-- Written problem --
Recast the stretch of the listing from the line containing "Would you be willing to put a dot on the metal" through the end of the listing as a Markdown table with the columns Row and Text. Number each line and omit blank lines.

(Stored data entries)
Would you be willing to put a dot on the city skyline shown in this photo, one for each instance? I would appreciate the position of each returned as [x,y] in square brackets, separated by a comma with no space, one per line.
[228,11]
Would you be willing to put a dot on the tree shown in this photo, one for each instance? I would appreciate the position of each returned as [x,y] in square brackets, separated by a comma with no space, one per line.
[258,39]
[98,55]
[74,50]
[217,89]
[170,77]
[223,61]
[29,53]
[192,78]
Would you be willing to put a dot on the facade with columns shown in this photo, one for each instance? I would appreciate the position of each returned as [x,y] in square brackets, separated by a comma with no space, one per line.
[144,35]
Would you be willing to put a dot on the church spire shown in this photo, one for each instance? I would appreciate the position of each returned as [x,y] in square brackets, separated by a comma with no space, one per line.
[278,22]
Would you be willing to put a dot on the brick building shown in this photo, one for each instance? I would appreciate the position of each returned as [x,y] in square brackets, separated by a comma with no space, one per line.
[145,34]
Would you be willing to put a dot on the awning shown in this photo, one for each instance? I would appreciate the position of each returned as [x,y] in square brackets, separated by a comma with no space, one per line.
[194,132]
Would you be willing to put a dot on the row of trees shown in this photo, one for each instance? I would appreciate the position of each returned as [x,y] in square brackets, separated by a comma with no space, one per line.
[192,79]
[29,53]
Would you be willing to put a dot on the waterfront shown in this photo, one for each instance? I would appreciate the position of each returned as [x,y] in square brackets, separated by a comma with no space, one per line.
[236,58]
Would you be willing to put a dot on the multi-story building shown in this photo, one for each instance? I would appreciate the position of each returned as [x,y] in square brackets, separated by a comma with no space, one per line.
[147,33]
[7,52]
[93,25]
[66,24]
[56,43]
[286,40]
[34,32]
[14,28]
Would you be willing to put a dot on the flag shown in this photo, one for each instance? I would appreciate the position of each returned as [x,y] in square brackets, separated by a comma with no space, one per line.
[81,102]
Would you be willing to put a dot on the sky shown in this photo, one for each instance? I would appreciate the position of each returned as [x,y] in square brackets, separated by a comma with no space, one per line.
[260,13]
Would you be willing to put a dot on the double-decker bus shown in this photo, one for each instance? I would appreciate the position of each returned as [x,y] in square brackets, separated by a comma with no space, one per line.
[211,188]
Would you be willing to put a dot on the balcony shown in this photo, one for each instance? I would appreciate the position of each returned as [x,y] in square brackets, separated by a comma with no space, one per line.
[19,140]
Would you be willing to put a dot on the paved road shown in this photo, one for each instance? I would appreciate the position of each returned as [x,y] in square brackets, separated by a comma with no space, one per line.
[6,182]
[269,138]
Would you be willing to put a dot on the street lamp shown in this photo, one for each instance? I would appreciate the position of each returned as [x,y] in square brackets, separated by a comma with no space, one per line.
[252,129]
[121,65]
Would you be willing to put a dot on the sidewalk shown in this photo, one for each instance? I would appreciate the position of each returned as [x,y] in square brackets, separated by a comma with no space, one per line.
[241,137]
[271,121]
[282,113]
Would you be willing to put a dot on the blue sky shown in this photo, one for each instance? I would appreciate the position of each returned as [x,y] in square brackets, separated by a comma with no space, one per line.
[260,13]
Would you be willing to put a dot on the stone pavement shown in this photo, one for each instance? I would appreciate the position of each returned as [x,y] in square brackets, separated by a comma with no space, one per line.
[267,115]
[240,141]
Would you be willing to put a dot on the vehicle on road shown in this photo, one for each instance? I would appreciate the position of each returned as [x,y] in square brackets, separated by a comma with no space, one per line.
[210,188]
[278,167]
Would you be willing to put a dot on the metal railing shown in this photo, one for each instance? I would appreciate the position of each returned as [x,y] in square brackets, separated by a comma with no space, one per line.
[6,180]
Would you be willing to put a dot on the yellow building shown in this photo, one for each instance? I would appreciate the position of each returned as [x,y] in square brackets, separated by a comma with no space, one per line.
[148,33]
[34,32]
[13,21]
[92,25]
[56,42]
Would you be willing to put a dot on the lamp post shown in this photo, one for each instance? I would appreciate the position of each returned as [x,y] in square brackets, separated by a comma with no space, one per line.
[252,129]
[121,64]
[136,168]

-- Answer to this problem --
| Row | Text |
|---|---|
| 1 | Would you be willing to put a dot on the metal railing shown in this photo, one for each instance? I would appreciate the position of each returned as [x,y] in square brackets, separated by a comma with no space, one per line. |
| 2 | [6,180] |
| 3 | Would you be willing to put a dot on the yellow building shown in this photo, one for each instance? I would appreciate the position of each returned as [x,y] in square brackets, separated by a comma with no space, one per line. |
| 4 | [148,33] |
| 5 | [34,32] |
| 6 | [13,21] |
| 7 | [92,25] |
| 8 | [56,42] |
| 9 | Would you be willing to put a dot on the lamp post shown in this photo, one for each instance? I would appreciate the position of each returned as [x,y] in square brackets, separated by a comma with no space, one per line. |
| 10 | [252,129] |
| 11 | [121,64] |
| 12 | [136,168] |